**Exercise requirements**
Rewrite the lines from the one containing "Which region corresponds to the street lamp?" through the last line as a JSON list of strings, with one string per line and blank lines omitted.

— BEGIN —

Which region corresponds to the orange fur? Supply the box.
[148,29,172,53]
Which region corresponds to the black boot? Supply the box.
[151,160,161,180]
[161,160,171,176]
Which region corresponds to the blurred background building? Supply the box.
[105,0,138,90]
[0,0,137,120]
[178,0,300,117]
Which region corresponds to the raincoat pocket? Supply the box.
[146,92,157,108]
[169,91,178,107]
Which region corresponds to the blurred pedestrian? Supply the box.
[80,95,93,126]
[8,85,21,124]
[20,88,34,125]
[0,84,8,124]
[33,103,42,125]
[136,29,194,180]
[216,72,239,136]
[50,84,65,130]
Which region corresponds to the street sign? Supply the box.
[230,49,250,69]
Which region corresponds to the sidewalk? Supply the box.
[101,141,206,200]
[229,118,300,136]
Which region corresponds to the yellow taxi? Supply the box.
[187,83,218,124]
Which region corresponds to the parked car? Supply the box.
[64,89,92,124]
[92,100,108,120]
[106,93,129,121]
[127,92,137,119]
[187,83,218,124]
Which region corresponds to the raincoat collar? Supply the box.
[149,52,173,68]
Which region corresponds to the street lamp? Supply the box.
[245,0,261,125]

— END —

**Output**
[
  "Which region corresponds to the street lamp? Supply the box.",
  "[245,0,261,125]"
]